◆ Dataset entries on where objects appear
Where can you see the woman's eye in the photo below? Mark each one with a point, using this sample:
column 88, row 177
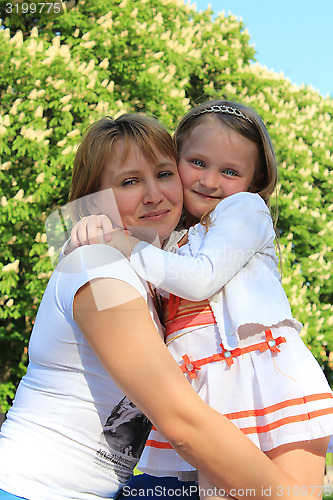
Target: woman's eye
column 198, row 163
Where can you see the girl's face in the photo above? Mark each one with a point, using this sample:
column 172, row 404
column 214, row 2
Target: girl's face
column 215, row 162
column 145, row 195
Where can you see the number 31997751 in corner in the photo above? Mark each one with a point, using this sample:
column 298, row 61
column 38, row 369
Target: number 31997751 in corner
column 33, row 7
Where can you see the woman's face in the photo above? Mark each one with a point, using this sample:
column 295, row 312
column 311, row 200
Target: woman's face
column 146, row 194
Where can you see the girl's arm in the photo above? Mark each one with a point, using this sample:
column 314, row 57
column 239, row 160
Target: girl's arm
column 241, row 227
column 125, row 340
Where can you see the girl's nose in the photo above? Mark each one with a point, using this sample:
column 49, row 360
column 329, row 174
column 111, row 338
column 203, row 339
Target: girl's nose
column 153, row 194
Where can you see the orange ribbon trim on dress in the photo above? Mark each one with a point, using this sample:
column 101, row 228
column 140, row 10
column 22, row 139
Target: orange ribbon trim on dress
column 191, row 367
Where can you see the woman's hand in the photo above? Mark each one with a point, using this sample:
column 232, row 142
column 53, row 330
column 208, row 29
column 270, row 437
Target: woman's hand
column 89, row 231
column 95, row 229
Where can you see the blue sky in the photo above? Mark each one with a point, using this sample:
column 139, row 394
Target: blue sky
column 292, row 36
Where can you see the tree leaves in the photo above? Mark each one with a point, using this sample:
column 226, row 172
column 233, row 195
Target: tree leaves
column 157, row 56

◆ REQUIRED WORK
Copy all of the entries above line for line, leaving out the picture.

◆ SOLUTION TO THIS TASK
Where can you see the woman's eye in the photo below? Mark each one with a point, using this sample:
column 88, row 177
Target: woman's eye
column 198, row 163
Where can you see the girl's face in the photo above? Mark each one with a point, using this sample:
column 172, row 404
column 214, row 2
Target: girl's face
column 215, row 162
column 145, row 195
Where can you see the number 31997751 in corner in the photo above? Mark each one with a point, using this sample:
column 298, row 61
column 38, row 369
Target: number 31997751 in corner
column 33, row 7
Where can you see the woman's face in the photo above? Mark each one with a point, using this sample:
column 295, row 312
column 311, row 200
Target: woman's face
column 146, row 194
Where can you see the girl's arm in the photo above? Mark each one with a point, using this sample:
column 314, row 57
column 239, row 160
Target: girl's arm
column 241, row 227
column 125, row 340
Where can you see the girl's nose in the photo above? Mark each one with a point, using this sample:
column 49, row 360
column 329, row 174
column 111, row 338
column 203, row 339
Target: girl's nose
column 153, row 194
Where can you see the orange ribbon trim on dress in the photo above? Mark each one with a point, using this sample:
column 101, row 228
column 140, row 10
column 22, row 139
Target: orange ribbon trim on dress
column 191, row 367
Where can you see the woman's hand in the photo above? Mark each one with a point, using this sample:
column 232, row 142
column 53, row 330
column 208, row 29
column 270, row 437
Target: woman's hand
column 89, row 231
column 95, row 229
Where can you see the blue sky in the photo above? Mark each one with a point, using this sample:
column 139, row 394
Target: blue sky
column 292, row 36
Where can you see the tree leaves in the photo above? Mark each one with a point, using this sample:
column 226, row 172
column 233, row 195
Target: tree leaves
column 157, row 56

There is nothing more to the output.